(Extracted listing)
==================================================
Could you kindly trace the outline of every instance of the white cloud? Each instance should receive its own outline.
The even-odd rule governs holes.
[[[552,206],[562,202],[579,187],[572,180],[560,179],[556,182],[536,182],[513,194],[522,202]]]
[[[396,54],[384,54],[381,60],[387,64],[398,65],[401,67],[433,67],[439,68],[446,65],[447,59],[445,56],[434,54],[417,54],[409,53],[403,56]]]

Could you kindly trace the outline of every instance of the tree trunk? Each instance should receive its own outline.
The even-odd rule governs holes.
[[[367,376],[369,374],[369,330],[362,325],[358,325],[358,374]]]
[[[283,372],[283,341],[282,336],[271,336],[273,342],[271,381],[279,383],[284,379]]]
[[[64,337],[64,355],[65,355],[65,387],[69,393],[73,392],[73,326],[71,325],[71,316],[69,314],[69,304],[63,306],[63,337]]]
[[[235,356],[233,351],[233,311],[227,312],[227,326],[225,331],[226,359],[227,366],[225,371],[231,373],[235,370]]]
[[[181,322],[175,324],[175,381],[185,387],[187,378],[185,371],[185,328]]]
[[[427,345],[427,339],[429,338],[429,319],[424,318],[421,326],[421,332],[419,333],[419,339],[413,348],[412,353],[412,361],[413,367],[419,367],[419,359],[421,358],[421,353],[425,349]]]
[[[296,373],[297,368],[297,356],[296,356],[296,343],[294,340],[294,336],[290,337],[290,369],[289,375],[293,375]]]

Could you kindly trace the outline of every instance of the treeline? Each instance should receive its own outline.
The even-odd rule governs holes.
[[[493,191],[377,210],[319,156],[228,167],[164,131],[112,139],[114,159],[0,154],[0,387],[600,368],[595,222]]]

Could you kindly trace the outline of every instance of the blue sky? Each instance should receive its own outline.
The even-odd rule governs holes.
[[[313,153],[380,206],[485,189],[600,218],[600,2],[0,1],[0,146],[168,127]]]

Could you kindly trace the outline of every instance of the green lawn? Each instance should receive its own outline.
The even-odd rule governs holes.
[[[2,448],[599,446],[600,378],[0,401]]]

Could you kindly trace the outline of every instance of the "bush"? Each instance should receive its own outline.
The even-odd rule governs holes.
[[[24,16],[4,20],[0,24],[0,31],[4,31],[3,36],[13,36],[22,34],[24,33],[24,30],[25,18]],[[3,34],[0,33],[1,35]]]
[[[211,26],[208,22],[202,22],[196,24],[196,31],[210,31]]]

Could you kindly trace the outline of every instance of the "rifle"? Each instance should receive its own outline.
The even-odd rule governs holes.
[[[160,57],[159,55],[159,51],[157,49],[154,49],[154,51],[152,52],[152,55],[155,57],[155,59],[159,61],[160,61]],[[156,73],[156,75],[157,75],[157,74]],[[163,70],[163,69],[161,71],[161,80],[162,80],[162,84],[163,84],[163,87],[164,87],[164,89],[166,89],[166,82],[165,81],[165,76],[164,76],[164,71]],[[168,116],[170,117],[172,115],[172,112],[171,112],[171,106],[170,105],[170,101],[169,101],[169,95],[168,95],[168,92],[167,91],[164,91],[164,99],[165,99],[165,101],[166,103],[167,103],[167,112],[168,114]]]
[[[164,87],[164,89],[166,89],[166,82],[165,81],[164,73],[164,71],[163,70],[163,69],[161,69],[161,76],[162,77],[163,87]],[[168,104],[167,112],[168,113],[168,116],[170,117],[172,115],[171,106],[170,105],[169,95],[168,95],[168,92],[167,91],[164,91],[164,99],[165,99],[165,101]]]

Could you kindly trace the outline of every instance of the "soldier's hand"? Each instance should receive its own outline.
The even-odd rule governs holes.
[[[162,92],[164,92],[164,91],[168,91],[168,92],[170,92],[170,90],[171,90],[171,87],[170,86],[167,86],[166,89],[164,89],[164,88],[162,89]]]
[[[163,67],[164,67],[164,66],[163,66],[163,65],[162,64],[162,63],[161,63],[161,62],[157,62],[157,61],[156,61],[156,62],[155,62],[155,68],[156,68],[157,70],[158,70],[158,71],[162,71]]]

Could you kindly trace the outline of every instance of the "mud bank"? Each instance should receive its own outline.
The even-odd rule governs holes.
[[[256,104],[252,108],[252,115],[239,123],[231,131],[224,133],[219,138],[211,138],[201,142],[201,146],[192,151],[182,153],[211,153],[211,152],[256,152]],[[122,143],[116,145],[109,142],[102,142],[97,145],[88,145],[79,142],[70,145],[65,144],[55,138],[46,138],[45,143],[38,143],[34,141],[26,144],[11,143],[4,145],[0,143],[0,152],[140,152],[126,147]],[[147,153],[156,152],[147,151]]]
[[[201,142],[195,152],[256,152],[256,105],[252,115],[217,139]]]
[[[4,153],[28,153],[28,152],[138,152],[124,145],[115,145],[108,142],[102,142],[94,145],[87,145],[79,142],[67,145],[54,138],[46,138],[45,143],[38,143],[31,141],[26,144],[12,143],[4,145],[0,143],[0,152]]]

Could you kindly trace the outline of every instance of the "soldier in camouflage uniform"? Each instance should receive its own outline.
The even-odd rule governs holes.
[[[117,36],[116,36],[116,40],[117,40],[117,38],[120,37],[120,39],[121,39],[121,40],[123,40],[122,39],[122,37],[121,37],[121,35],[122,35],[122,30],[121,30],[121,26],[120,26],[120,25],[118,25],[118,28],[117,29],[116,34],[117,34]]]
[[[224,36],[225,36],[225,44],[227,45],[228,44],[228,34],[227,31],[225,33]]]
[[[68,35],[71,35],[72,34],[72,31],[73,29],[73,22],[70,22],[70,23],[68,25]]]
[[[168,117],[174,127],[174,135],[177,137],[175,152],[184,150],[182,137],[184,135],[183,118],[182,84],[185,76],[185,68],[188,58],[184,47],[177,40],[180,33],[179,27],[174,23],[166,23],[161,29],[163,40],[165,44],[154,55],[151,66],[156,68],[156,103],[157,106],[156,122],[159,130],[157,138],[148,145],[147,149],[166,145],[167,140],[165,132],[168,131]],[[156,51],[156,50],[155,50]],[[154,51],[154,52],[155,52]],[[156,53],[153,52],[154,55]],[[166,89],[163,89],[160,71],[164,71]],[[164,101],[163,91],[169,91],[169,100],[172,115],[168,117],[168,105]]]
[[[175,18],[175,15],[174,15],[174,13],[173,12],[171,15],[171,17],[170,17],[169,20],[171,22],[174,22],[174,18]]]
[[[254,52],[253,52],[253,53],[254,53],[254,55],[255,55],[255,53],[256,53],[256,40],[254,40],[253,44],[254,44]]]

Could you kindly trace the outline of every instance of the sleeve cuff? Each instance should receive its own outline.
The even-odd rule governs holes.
==================================================
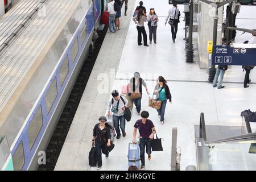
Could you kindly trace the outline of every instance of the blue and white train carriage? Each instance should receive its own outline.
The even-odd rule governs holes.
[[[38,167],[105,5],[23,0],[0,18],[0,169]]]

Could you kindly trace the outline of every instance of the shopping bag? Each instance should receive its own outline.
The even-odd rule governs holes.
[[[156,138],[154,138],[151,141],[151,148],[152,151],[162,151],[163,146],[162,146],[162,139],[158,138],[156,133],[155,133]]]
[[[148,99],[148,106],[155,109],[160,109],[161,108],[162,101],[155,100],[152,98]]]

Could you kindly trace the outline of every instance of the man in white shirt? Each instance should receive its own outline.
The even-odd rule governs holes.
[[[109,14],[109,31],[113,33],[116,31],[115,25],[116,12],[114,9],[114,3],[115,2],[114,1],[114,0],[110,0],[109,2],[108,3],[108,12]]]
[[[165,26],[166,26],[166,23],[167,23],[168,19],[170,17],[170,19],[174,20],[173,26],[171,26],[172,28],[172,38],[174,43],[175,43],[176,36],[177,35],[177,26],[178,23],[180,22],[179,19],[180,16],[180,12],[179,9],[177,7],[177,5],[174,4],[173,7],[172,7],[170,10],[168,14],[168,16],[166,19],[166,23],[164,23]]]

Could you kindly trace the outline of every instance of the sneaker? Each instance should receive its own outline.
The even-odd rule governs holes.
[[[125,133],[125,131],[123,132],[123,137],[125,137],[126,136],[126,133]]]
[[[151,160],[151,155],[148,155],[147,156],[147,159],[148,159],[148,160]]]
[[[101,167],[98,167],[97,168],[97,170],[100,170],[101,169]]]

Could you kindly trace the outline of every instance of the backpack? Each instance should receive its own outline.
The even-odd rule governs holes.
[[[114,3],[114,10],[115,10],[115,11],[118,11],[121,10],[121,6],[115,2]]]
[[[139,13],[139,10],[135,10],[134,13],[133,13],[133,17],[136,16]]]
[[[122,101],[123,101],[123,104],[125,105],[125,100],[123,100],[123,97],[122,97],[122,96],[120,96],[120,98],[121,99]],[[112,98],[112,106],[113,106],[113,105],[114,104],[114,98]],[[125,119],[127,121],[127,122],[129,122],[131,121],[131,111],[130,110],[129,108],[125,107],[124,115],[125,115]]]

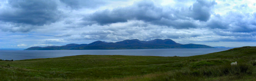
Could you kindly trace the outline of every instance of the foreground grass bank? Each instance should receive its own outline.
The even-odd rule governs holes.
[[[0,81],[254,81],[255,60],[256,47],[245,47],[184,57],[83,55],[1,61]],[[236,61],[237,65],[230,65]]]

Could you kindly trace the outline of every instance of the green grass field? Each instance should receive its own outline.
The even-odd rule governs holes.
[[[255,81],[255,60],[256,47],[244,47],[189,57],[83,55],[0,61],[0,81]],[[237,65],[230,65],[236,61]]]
==================================================
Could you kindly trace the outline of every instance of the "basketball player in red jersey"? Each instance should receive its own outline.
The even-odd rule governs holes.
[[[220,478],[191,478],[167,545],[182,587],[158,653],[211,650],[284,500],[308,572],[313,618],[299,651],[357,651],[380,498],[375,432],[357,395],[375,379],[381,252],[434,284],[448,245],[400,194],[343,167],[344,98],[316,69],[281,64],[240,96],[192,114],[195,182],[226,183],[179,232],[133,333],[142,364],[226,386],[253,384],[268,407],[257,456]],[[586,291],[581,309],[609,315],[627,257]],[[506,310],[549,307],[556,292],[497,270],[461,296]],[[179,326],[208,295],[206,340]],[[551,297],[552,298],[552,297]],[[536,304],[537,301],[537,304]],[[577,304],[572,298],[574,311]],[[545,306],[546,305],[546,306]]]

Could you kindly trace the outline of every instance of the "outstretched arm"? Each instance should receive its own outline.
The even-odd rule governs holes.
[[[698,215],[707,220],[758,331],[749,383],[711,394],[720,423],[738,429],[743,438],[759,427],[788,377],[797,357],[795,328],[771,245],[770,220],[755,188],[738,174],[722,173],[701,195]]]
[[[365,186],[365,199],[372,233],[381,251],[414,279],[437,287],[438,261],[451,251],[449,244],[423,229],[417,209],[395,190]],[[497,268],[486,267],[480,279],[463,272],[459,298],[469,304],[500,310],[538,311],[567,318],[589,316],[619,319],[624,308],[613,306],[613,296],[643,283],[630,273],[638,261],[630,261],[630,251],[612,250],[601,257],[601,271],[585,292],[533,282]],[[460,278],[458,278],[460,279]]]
==================================================
Your objective: Copy out every line in the listing above that contains the word "green".

Task response:
Could you kindly trace the outline of every instance of the green lawn? Each instance should receive its own outline.
Could you kindly trace the outline of every instance of the green grass field? Each instance should receive its own outline.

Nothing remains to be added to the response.